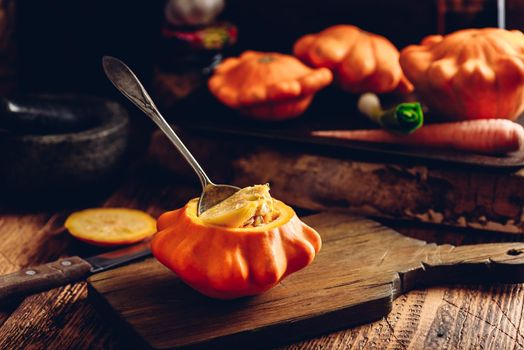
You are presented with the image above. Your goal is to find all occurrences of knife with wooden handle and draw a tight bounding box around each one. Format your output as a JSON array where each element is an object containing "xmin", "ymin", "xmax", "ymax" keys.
[{"xmin": 0, "ymin": 241, "xmax": 151, "ymax": 303}]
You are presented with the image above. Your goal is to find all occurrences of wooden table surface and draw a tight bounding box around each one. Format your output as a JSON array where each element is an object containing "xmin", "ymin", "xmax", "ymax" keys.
[{"xmin": 0, "ymin": 166, "xmax": 524, "ymax": 349}]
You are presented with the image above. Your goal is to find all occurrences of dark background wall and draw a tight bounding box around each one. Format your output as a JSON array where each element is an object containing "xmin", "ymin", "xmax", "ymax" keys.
[{"xmin": 16, "ymin": 0, "xmax": 508, "ymax": 95}]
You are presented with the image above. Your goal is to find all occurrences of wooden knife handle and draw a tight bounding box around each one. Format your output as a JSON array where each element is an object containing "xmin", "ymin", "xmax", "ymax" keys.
[
  {"xmin": 0, "ymin": 256, "xmax": 91, "ymax": 303},
  {"xmin": 398, "ymin": 242, "xmax": 524, "ymax": 293}
]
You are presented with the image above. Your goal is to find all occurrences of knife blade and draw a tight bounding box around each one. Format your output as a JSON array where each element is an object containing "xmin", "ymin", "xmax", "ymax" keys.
[{"xmin": 0, "ymin": 241, "xmax": 151, "ymax": 304}]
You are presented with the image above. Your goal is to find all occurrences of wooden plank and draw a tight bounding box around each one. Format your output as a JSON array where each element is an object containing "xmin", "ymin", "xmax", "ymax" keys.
[
  {"xmin": 88, "ymin": 213, "xmax": 524, "ymax": 349},
  {"xmin": 0, "ymin": 167, "xmax": 524, "ymax": 350},
  {"xmin": 150, "ymin": 133, "xmax": 524, "ymax": 233}
]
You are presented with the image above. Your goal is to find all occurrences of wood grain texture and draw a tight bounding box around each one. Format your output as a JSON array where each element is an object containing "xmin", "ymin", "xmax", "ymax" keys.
[
  {"xmin": 0, "ymin": 166, "xmax": 524, "ymax": 350},
  {"xmin": 150, "ymin": 133, "xmax": 524, "ymax": 233},
  {"xmin": 0, "ymin": 256, "xmax": 91, "ymax": 303},
  {"xmin": 88, "ymin": 213, "xmax": 524, "ymax": 349}
]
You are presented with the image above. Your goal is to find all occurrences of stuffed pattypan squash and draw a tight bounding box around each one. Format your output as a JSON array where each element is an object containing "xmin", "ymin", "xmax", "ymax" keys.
[
  {"xmin": 208, "ymin": 51, "xmax": 333, "ymax": 120},
  {"xmin": 400, "ymin": 28, "xmax": 524, "ymax": 120},
  {"xmin": 293, "ymin": 25, "xmax": 413, "ymax": 93},
  {"xmin": 151, "ymin": 185, "xmax": 321, "ymax": 299}
]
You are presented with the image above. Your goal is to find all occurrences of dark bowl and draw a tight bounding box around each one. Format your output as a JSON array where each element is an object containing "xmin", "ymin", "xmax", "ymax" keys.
[{"xmin": 0, "ymin": 95, "xmax": 129, "ymax": 195}]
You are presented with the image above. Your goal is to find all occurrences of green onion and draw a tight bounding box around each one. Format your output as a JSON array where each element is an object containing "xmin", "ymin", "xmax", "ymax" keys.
[{"xmin": 358, "ymin": 93, "xmax": 424, "ymax": 134}]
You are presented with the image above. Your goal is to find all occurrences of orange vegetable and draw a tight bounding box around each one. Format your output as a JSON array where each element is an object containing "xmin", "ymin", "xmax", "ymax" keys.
[
  {"xmin": 64, "ymin": 208, "xmax": 156, "ymax": 247},
  {"xmin": 293, "ymin": 25, "xmax": 413, "ymax": 93},
  {"xmin": 313, "ymin": 119, "xmax": 524, "ymax": 154},
  {"xmin": 151, "ymin": 188, "xmax": 321, "ymax": 299},
  {"xmin": 400, "ymin": 28, "xmax": 524, "ymax": 120},
  {"xmin": 208, "ymin": 51, "xmax": 333, "ymax": 120}
]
○ ○ ○
--- Task objective ---
Give back each entry exactly as it appears, with no pictures.

--- Solution for this task ---
You are presented with the image above. Your goal is to find all occurrences of knife with wooden handle and draw a tight bounding box around each one. Format your output as a JSON array where each element is an object containing "xmin", "ymin", "xmax", "ymax" keys.
[{"xmin": 0, "ymin": 241, "xmax": 151, "ymax": 303}]
You are presented with the image above. Your goal is to find all occurrences of wooden table surface and draw a tight bounding box around each one. Format your output as a JSON array where each element is an object containing "xmin", "ymin", "xmax", "ymax" keys.
[{"xmin": 0, "ymin": 166, "xmax": 524, "ymax": 349}]
You are presented with the image above. Your goal is to find all occurrences of dark background wall and draw a tight bounding box around each one. Format your output as a JSON array where each element is an object containing "xmin", "ymin", "xmax", "ymax" keys.
[{"xmin": 16, "ymin": 0, "xmax": 508, "ymax": 95}]
You are presented with the image above. Your goal is to find all occurrences of wooden knife handle and draw a tight bounding box around each one. Format your output as a JSON array where each element is an object containing "xmin", "ymin", "xmax", "ymax" keys.
[
  {"xmin": 0, "ymin": 256, "xmax": 91, "ymax": 303},
  {"xmin": 398, "ymin": 242, "xmax": 524, "ymax": 293}
]
You are presented with the image above. Your goal is to find all occurrences of knife blade and draw a tight bounding box around each one. Format your output as a JSON array where each element is an object containing "xmin", "ymin", "xmax", "ymax" keys.
[{"xmin": 0, "ymin": 241, "xmax": 151, "ymax": 304}]
You are presented with the image above. Your goal is to find all occurrences of wooden plank and draw a tight bounding box around each one. Format your output as a JSON array where each element is an object containing "xmin", "ymin", "xmax", "ymax" keys.
[
  {"xmin": 88, "ymin": 213, "xmax": 524, "ymax": 349},
  {"xmin": 0, "ymin": 167, "xmax": 524, "ymax": 350},
  {"xmin": 150, "ymin": 133, "xmax": 524, "ymax": 233}
]
You are presented with the image above. Your goal is to find all occurrences of wood grain texture and draw a tight bounding box around each one. Format your output as a JSON array where each element is an object containing "xmin", "ymin", "xmax", "ymax" keys.
[
  {"xmin": 0, "ymin": 166, "xmax": 524, "ymax": 350},
  {"xmin": 150, "ymin": 133, "xmax": 524, "ymax": 233},
  {"xmin": 0, "ymin": 256, "xmax": 91, "ymax": 303},
  {"xmin": 88, "ymin": 213, "xmax": 524, "ymax": 349}
]
You are presented with the image above. Your goal is to find all occurrences of stuffed pattypan squash and draw a tight bounding box around each one. Format your output as a JSON array where each element is an object containing "xmin", "ymin", "xmax", "ymax" keys.
[
  {"xmin": 208, "ymin": 51, "xmax": 333, "ymax": 120},
  {"xmin": 400, "ymin": 28, "xmax": 524, "ymax": 120},
  {"xmin": 293, "ymin": 25, "xmax": 413, "ymax": 93},
  {"xmin": 151, "ymin": 185, "xmax": 321, "ymax": 299}
]
You are presented with the image above. Your goal is to find all occurrences of dark bowl and draw a tight bounding box around each one. Format your output as a JSON array where each element is an object containing "xmin", "ymin", "xmax", "ymax" keys.
[{"xmin": 0, "ymin": 95, "xmax": 129, "ymax": 195}]
You are presented with the image above. Your goal is to find all occurrences of green onion and draw a tight bounding box around each one. Format your output as a JSON array where each element is an object containing "xmin", "ymin", "xmax", "ymax" keys.
[{"xmin": 358, "ymin": 93, "xmax": 424, "ymax": 134}]
You are presented with the image above. Your goal is to find all occurrences of orange vegetable and draw a tight bounding box around each one. Format your output as a JSON array where each element is an object containing "xmin", "ymin", "xmax", "ymax" keys.
[
  {"xmin": 64, "ymin": 208, "xmax": 156, "ymax": 247},
  {"xmin": 293, "ymin": 25, "xmax": 413, "ymax": 93},
  {"xmin": 313, "ymin": 119, "xmax": 524, "ymax": 154},
  {"xmin": 151, "ymin": 188, "xmax": 321, "ymax": 299},
  {"xmin": 400, "ymin": 28, "xmax": 524, "ymax": 120},
  {"xmin": 208, "ymin": 51, "xmax": 333, "ymax": 120}
]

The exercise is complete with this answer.